EXERCISE DIRECTIONS :: Extract each row below that contains the string "curtain", and copy every such row in full.

ENTRIES SUPPLIED ::

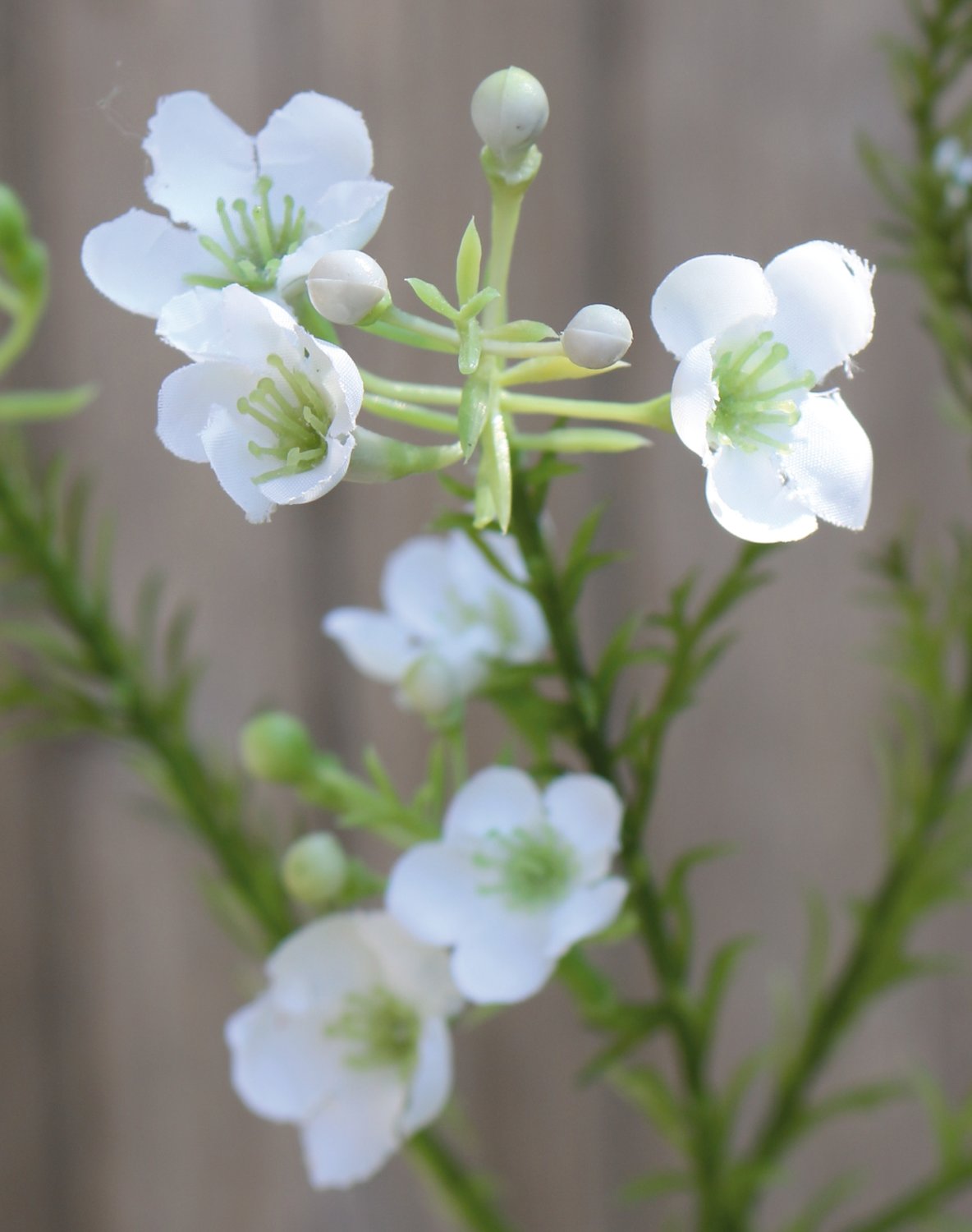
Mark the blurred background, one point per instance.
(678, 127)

...

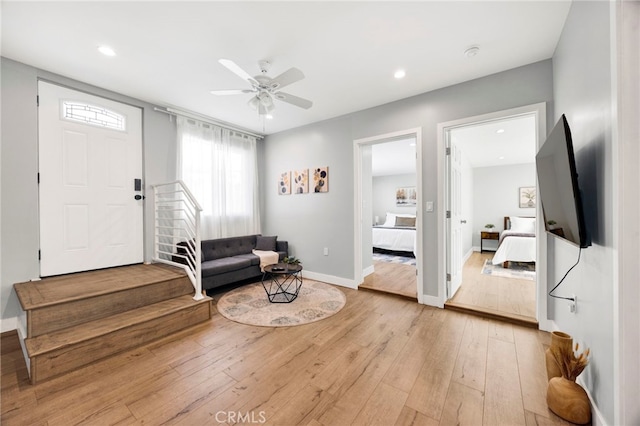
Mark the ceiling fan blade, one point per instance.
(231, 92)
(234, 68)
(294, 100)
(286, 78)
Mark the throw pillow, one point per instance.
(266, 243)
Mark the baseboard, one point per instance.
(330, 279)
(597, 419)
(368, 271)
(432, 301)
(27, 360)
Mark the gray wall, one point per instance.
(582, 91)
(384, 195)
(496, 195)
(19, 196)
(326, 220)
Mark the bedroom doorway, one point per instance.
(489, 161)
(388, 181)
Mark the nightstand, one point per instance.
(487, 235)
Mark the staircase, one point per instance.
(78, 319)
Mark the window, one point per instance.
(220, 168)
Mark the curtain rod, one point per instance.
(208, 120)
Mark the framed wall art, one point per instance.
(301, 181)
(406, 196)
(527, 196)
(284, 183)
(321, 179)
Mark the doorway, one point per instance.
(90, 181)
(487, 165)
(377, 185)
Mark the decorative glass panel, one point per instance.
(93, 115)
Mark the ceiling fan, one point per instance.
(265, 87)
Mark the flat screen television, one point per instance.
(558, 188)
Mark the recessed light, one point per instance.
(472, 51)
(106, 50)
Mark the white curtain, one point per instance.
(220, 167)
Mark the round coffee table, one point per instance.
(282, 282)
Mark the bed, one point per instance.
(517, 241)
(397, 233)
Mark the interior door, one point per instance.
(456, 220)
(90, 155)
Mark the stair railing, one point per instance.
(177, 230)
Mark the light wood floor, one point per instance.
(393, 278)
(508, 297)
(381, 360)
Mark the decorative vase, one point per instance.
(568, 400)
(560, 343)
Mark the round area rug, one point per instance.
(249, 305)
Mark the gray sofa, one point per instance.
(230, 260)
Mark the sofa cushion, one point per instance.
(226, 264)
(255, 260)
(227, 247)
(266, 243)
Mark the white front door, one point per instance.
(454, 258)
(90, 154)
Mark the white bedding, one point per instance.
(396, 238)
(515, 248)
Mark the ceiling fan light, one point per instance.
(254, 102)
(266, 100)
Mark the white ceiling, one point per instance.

SOLVED PROBLEM ::
Mark the curtain rod, one point per instance.
Mark the white curtain, one point per instance.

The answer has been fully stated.